LIST OF TASKS.
[a] In the post on testing PySpark and Pandas, what is the name of the testing package that grew out of the idea of representing Spark DataFrames as markdown tables?
[b] Write out the post on testing PySpark and Pandas word for word, starting with "It works OK" and going on through "define test data.".

## Begin READING PASSAGE

Testing PySpark & Pandas in style

#spark #pandas #testing #opensource

Today we'd like to share a small utility package for testing Dataframes on PySpark and Pandas.

If you are a fan of test-driven development and had a chance to work on PySpark (or Pandas) projects, you've probably had written tests similar to this one:

from datetime import datetime
from pyspark_test import assert_pyspark_df_equal
from your_module import calculate_result

def test_event_aggregation(spark):
    schema = ["user_id", "even_type", "item_id", "event_time", "country", "dt"]
    expected_df = spark.createDataFrame(
        [
            (123456, 'page_view', None, datetime(2017,12,31,23,50,50), "uk", "2017-12-31"),
            (123456, 'item_view', 68471513, datetime(2017,12,31,23,50,55), "uk", "2017-12-31")
        ], 
        schema
    )

    result_df = calculate_result()

    assert_pyspark_df_equal(expected_df, result_df)

It works OK for small applications, but when your project gets bigger, data gets more complicated and the amount of tests starts to grow, you might want a less tedious way to define test data.

Exacaster alumni Vaidas Armonas came up with an idea to represent Spark DataFrames as markdown tables. This idea materialized to a testing package markdown-frames. With this package the test, which was shown before, can be replaced with this one:

from pyspark_test import assert_pyspark_df_equal
from markdown_frames.spark_dataframe import spark_df
from your_module import calculate_result

def test_event_aggregation(spark):
    input_data = """ 
        |  user_id   |  even_type  | item_id  |    event_time       | country  |     dt      |
        |   bigint   |   string    |  bigint  |    timestamp        |  string  |   string    |
        | ---------- | ----------- | -------- | ------------------- | -------- | ----------- |
        |   123456   |  page_view  |   None   | 2017-12-31 23:50:50 |   uk     | 2017-12-31  |
        |   123456   |  item_view  | 68471513 | 2017-12-31 23:50:55 |   uk     | 2017-12-31  |
    """
    expected_df = spark_df(input_data, spark)

    result_df = calculate_result()

    assert_pyspark_df_equal(expected_df, result_df)

## End READING PASSAGE
## Begin DATA ENTRIES

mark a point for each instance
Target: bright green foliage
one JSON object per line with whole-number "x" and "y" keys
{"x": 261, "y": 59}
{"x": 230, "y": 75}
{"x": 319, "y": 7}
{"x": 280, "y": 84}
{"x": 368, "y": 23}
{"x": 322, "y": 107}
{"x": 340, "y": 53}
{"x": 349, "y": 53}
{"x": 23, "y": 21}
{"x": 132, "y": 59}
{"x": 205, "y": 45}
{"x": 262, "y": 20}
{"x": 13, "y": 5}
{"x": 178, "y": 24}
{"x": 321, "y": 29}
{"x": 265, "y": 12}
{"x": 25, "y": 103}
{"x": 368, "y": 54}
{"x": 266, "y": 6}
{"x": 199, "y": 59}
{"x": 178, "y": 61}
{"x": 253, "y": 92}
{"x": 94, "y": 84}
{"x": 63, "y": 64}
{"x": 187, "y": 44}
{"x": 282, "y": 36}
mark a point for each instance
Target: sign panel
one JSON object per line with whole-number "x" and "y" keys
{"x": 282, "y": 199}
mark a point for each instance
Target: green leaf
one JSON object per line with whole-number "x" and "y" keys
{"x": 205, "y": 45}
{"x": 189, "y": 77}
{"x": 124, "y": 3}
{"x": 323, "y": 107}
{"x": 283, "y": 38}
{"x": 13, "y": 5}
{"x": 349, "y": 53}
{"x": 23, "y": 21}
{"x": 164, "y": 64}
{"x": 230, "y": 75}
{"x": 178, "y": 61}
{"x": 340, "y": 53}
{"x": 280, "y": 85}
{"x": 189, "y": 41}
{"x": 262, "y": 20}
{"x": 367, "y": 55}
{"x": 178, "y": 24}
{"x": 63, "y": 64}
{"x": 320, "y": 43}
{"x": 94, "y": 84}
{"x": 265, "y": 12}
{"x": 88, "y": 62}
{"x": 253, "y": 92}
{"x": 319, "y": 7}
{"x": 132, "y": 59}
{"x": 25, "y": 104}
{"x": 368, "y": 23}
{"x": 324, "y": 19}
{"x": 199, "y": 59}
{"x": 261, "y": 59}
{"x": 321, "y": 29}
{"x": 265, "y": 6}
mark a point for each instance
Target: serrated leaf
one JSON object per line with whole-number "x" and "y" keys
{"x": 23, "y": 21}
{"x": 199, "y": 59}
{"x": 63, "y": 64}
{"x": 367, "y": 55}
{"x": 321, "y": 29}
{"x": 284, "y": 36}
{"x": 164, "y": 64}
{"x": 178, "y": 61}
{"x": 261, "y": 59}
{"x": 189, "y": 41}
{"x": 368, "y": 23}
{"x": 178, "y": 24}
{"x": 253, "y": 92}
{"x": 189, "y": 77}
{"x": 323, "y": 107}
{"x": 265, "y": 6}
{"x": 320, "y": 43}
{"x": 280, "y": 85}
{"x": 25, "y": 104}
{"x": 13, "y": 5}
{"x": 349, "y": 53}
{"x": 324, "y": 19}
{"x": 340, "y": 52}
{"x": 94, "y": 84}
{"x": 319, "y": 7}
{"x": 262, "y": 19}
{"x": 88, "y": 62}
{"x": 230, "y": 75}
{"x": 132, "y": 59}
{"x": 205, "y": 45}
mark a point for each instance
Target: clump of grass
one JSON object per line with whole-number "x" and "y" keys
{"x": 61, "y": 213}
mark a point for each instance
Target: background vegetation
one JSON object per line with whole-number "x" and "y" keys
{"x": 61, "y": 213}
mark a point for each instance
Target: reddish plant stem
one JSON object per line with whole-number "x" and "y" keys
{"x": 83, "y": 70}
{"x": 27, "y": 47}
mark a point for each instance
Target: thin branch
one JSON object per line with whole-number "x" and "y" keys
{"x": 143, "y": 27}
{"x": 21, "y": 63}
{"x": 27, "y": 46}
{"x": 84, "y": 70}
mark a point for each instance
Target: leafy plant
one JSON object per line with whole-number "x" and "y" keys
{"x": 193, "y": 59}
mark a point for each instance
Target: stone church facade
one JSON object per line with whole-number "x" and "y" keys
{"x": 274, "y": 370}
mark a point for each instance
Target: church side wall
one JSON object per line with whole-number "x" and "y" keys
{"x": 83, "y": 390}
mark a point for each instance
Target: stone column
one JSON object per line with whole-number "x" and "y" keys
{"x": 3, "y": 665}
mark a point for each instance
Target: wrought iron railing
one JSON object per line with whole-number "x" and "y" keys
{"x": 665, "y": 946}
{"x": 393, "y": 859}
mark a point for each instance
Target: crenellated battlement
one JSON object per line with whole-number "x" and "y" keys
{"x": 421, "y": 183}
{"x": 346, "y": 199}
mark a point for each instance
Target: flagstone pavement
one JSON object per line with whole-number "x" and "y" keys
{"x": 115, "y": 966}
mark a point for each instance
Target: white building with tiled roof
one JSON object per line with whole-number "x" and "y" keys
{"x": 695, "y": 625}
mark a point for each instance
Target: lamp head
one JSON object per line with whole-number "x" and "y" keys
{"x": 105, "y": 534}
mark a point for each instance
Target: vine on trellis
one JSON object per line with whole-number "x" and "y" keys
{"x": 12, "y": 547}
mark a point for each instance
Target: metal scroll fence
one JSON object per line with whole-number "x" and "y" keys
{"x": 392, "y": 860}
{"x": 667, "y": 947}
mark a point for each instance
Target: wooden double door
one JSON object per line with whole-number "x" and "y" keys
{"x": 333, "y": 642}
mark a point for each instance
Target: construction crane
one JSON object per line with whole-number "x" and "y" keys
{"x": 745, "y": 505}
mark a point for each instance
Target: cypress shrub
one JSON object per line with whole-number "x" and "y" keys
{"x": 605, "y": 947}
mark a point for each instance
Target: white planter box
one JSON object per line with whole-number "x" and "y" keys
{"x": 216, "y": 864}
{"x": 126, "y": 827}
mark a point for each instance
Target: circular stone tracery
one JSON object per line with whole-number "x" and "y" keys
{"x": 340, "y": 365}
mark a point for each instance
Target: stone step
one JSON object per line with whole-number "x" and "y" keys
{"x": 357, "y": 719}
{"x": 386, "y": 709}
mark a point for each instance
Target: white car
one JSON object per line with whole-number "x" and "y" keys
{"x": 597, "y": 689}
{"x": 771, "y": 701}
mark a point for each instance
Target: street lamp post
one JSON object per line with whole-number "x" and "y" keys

## End DATA ENTRIES

TASK RESULTS.
[a] markdown-frames

[b]
It works OK for small applications, but when your project gets bigger, data gets more complicated and the amount of tests starts to grow, you might want a less tedious way to define test data.